* **WRITTEN INSTRUCTION**:
Take the material below and retype it in full; pictures are left out.

* **DATA ENTRIES**:
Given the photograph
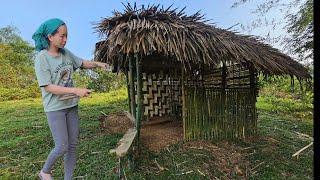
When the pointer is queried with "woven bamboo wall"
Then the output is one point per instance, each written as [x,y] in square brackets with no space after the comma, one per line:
[161,94]
[214,112]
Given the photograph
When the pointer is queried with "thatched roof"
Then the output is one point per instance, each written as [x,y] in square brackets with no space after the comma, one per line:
[187,39]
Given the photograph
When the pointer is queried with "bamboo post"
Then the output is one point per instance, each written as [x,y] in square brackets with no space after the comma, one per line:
[183,103]
[128,89]
[223,98]
[132,91]
[139,95]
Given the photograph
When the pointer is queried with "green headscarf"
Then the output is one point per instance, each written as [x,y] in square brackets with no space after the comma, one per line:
[40,37]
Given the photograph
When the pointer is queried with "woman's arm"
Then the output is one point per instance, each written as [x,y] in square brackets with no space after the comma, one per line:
[59,90]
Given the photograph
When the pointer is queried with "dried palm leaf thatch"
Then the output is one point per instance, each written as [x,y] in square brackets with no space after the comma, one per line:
[189,40]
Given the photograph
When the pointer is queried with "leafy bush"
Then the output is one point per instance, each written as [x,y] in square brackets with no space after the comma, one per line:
[99,80]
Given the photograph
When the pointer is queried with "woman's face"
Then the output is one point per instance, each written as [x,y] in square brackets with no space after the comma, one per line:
[59,39]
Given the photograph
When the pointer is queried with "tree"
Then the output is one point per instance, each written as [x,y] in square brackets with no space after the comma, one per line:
[17,78]
[298,23]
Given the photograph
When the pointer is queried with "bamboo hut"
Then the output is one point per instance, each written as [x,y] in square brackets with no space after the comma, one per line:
[180,65]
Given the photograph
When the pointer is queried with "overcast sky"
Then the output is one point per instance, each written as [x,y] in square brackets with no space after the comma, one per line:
[79,15]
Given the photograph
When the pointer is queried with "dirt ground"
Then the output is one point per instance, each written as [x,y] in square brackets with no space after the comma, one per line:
[160,133]
[155,135]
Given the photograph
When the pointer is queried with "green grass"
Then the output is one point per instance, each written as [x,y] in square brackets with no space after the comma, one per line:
[26,141]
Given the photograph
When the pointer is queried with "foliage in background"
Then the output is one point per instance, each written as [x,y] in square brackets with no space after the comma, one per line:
[99,80]
[17,79]
[17,76]
[277,95]
[297,21]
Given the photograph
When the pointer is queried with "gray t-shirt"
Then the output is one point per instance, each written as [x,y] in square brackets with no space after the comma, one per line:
[56,70]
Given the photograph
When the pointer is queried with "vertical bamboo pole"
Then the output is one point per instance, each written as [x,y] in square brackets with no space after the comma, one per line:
[183,103]
[132,91]
[139,95]
[223,98]
[128,89]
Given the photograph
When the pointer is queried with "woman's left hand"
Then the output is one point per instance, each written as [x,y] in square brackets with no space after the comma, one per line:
[104,66]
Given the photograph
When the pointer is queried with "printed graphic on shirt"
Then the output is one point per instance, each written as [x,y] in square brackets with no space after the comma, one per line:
[66,81]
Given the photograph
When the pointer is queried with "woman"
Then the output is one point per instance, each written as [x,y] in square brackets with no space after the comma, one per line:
[54,66]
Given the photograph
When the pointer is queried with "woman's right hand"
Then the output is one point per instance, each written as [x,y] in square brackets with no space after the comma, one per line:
[82,92]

* **RESPONSE TO THIS TASK**:
Given the photograph
When the pointer is queried with "woven bamboo wall"
Then the output is one point per instance, each written as [x,y] in square brackets with no space after the comma, one per line:
[161,94]
[214,112]
Given the photograph
When the pointer is queried with "thatched roof"
Then the output is one point per instance, each written as [x,y] in square brackets with no space after the comma, one per line:
[187,39]
Given the photograph
When the pointer is queried with "bamboo post"
Then the output is one point per instance, each written as [x,y] in square brackets with no space after the comma, one per line:
[183,103]
[128,89]
[223,98]
[132,91]
[139,95]
Given the photograph
When the pointer is queried with "green headscarf"
Then the output is one point per instance, each written as [x,y] in square brackets with no space after the comma, one per line:
[40,37]
Given the photograph
When the pointer is queried with "woman's arm"
Then the output is one point per instance, each written as [x,y] in square brackets with no space after the comma, one per line:
[59,90]
Given the photograph
When the pointer is queried with "dried palm leaf thatch"
Then the output is one point per instance, each written as [x,y] in square brackets with no space after the comma, one per line:
[189,40]
Given the photograph
When the pointer is queried with "leafy bush"
Then the output is one point per instance, each written as [x,y] in square brackets with no space after the comma, one per line:
[99,80]
Given the photograph
When the pointer is queried with "woman's face"
Then the output is one point per instance, each written as [x,y] in square brackets with no space after the comma, one per line:
[59,39]
Given the photograph
When the pointer is queried with "tree"
Then the output is one point per instance, each written as [x,y] in square brackets with no space after the comma, one per line:
[17,78]
[298,23]
Given the photograph
When the pointer is queried with "bamboo hut"
Then the output is one point per instance, each written as [x,y] in square brackets with no space after the comma, one per line:
[180,65]
Given the photograph
When the pointer is queried with "overcast sky"
Then the output is one point per instance, each written as [x,y] in square brackets with no space after the comma, one per line:
[79,15]
Given the photograph
When the pointer is queried with "dirt ground"
Then the output is one point per instance, each written as [x,y] in square brackets with no space after the comma, one per line:
[160,133]
[155,135]
Given the photograph
When the pointer is queried with "green grass"
Then the output is one point per instance, each written as [x,y] in square brackets with no space after the comma, one per line:
[26,141]
Given the photograph
When the pointer is queried with "foliage in background"
Then the output is one point per instance, each written as [x,y] in square brackets with no space after the comma, one per line:
[99,80]
[17,79]
[17,76]
[277,95]
[297,21]
Given the photograph
When the pointer is queried with "gray t-shirt"
Then the output is one point per instance, each written as [x,y] in square brackets with no space after the comma, one per line:
[56,70]
Given the photograph
When the pointer is queried with "vertical bamboo pole"
Then the output is one point per instance, each written as [x,y] in square brackets with no space after the comma, one per line:
[183,103]
[132,91]
[139,95]
[223,98]
[128,89]
Given the photograph
When the pointer is queried with "woman's left hand"
Then the output is one point per instance, each written as [x,y] in square brackets with no space after the comma, one per line:
[104,66]
Given the photograph
When the pointer is queried with "printed graphic on shirt"
Then the output is one point per instance, each written as [x,y] in square brackets with no space after the comma, one per line:
[66,81]
Given the photograph
When the pointer is queried with "woman"
Then the output is one point per instance, each written as [x,y] in square brackets with no space after the comma, one per line:
[54,66]
Given the photograph
When the pointer is queried with "woman's right hand"
Then the output is one point per instance, each written as [x,y] in square brackets with no space after the comma, one per line:
[82,92]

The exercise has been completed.